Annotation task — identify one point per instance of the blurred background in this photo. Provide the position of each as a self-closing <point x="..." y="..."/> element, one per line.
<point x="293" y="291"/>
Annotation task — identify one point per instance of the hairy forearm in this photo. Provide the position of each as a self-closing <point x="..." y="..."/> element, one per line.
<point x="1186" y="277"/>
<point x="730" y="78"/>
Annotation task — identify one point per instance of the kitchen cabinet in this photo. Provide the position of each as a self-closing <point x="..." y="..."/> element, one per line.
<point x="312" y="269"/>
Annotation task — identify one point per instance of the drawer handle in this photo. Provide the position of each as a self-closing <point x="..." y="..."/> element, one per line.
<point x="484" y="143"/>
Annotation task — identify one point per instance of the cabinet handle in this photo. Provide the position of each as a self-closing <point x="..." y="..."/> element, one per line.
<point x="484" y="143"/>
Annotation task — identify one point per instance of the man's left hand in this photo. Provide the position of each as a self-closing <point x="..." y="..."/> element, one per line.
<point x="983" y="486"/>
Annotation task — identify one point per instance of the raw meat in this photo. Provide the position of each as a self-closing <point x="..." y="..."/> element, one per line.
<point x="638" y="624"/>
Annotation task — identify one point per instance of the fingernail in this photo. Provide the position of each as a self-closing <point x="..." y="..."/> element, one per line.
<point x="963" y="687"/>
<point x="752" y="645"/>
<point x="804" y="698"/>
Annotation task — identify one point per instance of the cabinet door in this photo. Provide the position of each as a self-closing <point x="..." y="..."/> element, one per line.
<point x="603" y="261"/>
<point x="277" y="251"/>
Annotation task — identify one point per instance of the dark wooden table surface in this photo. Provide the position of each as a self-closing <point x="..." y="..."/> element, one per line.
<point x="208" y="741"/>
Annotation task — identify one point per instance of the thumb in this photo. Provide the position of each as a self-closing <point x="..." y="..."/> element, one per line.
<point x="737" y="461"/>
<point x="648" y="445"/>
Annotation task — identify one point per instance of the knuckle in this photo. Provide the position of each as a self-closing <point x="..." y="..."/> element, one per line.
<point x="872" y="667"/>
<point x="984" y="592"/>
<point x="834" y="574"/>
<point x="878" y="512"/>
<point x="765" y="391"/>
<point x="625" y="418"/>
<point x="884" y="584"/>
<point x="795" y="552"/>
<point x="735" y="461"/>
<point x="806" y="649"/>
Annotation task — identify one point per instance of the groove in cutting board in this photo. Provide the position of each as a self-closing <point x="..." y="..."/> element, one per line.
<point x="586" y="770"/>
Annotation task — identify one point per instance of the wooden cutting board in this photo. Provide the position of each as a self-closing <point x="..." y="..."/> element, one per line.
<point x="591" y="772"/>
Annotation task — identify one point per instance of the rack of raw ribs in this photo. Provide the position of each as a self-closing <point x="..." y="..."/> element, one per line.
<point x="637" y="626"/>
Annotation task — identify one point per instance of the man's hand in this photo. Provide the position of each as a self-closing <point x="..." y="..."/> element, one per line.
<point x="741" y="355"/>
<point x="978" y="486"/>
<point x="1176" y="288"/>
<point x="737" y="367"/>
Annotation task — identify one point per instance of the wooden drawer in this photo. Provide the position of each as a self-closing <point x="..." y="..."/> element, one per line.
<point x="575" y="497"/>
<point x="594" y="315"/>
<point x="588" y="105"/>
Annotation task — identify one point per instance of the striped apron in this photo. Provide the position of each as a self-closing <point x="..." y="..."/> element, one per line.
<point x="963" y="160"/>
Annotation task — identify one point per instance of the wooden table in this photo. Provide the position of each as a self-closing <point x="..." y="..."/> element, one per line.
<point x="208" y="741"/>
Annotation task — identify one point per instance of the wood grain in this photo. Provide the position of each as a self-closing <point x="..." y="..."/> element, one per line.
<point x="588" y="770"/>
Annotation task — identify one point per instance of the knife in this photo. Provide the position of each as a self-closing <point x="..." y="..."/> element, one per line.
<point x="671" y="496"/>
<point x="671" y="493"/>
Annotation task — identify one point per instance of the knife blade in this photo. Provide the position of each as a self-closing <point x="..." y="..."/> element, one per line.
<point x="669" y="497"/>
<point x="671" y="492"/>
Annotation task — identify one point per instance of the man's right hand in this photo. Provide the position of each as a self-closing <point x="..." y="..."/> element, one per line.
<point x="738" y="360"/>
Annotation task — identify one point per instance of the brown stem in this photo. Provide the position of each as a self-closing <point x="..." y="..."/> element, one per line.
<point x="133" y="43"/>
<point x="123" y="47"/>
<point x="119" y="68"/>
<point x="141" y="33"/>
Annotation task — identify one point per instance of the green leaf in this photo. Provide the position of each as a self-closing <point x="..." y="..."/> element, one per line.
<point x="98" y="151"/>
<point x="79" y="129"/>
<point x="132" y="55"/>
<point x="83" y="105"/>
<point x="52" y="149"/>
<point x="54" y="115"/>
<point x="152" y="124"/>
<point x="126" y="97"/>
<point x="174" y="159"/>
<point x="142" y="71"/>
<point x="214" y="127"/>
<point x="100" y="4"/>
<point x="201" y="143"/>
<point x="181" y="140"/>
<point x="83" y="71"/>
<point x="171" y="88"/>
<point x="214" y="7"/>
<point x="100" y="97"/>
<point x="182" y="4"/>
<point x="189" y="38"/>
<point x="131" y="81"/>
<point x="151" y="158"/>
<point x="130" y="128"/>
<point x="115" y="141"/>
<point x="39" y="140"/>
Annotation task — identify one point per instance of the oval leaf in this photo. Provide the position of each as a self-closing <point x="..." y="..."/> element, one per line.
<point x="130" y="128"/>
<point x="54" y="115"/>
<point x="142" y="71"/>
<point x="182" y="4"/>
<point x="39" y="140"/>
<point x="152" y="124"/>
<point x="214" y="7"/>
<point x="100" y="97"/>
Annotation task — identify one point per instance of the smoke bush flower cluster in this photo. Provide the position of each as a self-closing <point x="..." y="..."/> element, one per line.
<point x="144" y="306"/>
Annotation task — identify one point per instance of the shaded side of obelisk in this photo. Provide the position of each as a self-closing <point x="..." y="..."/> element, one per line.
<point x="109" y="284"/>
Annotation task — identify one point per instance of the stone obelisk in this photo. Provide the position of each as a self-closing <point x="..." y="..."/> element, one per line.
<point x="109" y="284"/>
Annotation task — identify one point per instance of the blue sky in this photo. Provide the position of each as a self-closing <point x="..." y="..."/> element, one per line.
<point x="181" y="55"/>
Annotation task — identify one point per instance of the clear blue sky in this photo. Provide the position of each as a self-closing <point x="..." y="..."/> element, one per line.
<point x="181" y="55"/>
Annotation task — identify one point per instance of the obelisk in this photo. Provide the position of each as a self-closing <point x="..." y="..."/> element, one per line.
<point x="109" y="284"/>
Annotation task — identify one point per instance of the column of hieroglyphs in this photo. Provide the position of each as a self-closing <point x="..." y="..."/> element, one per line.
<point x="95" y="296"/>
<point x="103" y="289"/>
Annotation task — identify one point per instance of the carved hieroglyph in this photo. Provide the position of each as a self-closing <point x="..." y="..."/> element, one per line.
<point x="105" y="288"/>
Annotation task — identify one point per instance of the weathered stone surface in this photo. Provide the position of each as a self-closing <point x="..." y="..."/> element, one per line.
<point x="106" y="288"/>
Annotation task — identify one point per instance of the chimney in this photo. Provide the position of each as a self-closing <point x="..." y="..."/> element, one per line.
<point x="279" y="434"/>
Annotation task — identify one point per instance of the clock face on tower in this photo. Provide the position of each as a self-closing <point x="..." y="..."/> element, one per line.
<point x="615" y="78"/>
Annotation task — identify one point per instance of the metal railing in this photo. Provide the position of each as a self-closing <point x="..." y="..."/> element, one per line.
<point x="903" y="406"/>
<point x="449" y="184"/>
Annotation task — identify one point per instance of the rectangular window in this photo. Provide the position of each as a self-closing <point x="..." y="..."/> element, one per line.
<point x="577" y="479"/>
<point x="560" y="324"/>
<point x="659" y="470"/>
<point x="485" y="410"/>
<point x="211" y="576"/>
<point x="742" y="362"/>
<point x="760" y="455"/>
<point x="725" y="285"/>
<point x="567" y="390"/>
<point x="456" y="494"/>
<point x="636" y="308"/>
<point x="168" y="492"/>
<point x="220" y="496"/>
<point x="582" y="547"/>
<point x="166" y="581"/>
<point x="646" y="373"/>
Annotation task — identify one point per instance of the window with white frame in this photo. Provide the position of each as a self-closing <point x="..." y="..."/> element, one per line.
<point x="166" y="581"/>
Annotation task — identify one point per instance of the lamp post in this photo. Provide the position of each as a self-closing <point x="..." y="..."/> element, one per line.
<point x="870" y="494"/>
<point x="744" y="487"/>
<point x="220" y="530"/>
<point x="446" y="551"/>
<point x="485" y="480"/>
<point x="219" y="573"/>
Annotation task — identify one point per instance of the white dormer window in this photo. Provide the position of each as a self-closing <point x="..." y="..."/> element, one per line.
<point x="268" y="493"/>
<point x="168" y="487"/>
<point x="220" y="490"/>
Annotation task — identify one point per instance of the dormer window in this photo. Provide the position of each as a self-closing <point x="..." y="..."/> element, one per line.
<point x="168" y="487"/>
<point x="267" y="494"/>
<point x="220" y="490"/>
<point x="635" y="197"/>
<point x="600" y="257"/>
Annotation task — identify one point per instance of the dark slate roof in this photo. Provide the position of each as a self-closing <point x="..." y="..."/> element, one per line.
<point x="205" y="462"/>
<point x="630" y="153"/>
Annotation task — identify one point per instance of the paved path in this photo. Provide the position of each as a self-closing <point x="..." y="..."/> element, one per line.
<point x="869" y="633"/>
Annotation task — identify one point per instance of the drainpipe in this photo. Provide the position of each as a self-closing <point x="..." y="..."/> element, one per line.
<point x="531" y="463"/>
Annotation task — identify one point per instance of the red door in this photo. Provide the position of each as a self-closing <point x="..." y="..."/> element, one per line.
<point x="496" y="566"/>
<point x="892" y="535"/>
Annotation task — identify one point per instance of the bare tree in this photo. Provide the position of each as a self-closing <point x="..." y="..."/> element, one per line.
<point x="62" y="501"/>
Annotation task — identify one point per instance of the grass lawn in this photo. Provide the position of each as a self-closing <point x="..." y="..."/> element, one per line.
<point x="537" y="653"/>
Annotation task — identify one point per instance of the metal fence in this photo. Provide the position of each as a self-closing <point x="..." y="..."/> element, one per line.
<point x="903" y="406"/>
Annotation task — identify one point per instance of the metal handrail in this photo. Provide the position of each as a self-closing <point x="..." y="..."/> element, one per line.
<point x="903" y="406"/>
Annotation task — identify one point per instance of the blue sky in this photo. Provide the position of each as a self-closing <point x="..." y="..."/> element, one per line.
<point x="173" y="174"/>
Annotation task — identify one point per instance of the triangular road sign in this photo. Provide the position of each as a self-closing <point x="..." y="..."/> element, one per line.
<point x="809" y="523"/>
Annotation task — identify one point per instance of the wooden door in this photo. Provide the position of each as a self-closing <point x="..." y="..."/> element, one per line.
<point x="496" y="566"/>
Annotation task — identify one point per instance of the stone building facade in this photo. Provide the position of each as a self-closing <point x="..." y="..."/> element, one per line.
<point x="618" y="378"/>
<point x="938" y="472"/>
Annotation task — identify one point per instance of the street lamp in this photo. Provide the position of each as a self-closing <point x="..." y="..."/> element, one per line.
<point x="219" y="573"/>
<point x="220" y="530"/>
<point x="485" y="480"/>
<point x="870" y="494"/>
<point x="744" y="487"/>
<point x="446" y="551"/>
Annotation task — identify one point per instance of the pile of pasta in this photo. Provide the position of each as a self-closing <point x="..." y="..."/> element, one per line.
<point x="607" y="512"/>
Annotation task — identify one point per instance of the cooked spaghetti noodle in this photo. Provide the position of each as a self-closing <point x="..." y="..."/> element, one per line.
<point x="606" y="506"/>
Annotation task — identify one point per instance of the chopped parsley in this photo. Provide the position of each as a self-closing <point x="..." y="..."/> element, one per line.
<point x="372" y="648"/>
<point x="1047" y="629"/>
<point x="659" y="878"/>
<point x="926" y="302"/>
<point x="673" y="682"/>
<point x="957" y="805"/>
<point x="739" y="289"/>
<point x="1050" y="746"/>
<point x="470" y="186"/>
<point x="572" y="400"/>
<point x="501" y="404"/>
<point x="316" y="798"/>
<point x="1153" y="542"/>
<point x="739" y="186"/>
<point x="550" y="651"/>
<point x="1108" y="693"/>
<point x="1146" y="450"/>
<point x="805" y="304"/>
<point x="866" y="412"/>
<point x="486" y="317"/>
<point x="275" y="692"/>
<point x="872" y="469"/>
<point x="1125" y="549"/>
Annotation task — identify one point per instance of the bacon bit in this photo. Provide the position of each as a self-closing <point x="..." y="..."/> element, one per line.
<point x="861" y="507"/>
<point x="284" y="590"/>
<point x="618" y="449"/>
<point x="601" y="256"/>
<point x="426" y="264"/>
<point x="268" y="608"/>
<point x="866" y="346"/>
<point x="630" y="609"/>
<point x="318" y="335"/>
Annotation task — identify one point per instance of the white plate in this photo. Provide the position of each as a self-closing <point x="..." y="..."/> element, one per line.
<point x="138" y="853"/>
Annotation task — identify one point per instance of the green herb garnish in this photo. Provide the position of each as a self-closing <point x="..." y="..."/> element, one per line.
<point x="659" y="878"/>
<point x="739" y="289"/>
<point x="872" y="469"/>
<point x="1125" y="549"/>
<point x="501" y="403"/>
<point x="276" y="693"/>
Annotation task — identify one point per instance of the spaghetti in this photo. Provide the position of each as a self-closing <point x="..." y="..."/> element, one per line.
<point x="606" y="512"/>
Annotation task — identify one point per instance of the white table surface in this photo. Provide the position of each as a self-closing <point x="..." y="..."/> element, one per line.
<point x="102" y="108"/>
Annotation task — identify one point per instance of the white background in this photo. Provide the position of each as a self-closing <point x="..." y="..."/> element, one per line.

++++++++

PROBLEM STATEMENT ▸ Lines from the one containing "the white table" to the last line above, both included: copy these exactly and write nothing else.

ANSWER BOX ▸
Annotation task — identify one point per instance of the white table surface in this photo. Provide the position of each as a self-closing <point x="..." y="..."/> element, one per line.
<point x="102" y="108"/>
Annotation task — identify one point per instance of the white background in this photo. Provide the position of each as a self-closing <point x="..." y="..."/> element, one per line.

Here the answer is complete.